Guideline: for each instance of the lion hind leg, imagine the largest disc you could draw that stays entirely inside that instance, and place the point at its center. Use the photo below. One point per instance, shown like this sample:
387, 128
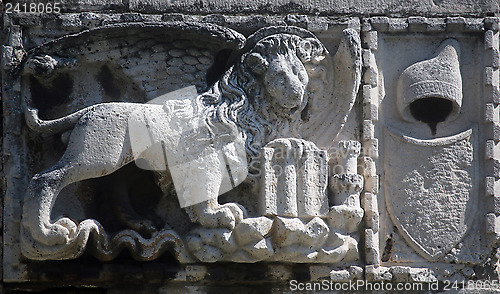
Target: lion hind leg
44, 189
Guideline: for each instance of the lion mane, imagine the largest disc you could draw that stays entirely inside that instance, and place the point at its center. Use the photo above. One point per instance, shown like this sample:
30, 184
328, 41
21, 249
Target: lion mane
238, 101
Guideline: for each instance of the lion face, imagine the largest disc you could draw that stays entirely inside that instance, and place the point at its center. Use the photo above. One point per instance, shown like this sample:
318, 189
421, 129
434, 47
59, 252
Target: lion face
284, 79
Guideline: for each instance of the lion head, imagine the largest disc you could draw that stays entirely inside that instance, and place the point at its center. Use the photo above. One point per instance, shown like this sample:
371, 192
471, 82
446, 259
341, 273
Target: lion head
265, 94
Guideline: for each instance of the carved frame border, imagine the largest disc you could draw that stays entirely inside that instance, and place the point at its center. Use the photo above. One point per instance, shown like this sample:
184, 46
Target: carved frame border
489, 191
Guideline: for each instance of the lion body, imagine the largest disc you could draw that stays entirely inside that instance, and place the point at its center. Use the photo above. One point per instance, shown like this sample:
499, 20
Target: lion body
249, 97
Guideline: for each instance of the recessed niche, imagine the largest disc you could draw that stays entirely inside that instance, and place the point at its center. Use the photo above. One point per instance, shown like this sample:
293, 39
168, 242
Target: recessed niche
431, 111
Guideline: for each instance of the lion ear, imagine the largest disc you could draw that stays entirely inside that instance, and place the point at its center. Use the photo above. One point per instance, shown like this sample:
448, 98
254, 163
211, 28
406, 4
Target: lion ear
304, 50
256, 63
--
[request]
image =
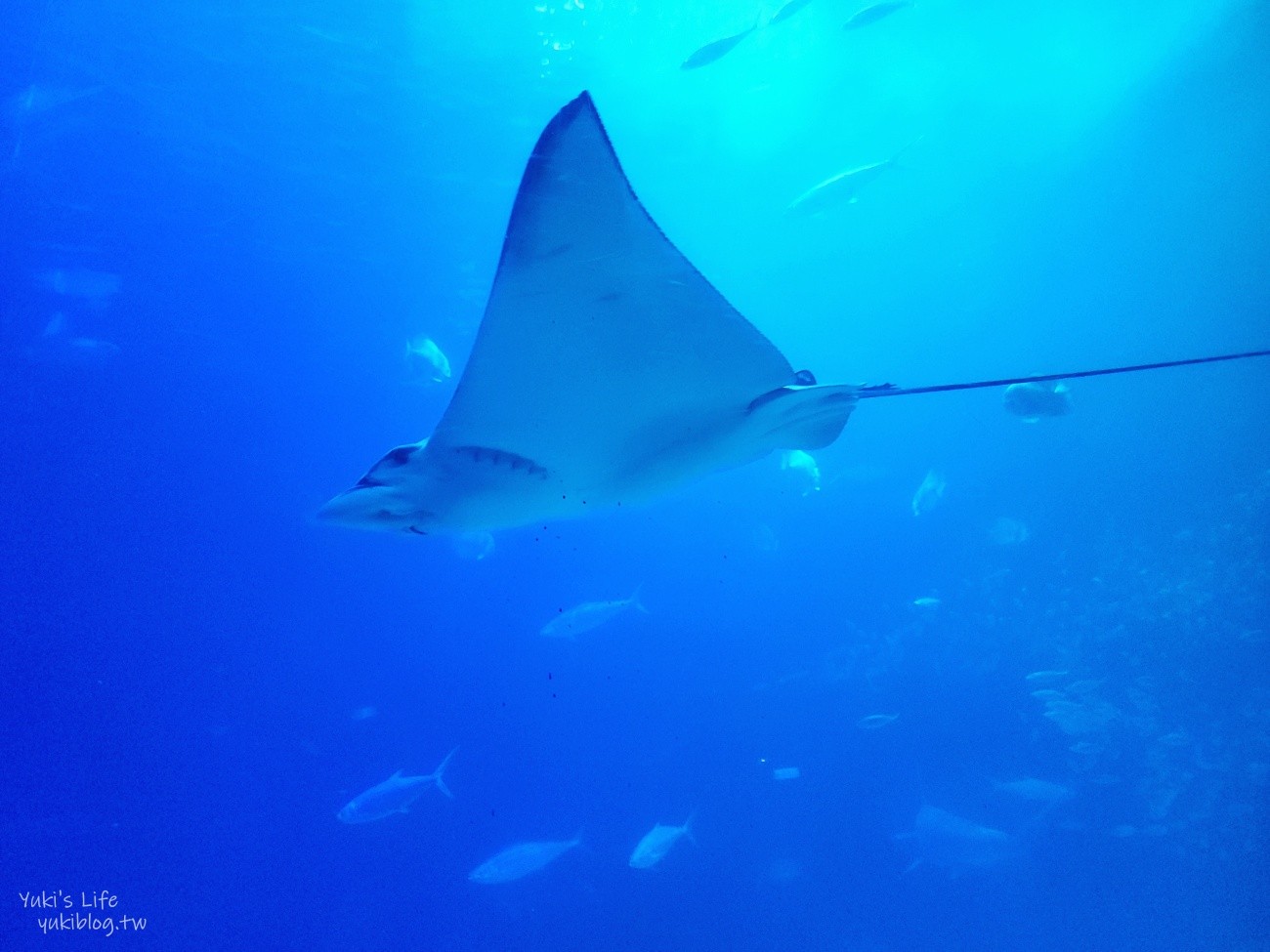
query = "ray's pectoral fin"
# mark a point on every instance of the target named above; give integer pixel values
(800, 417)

*Work item*:
What is needed here is how many lines of the entries contain "inside"; give that number alone.

*Completed exercise*:
8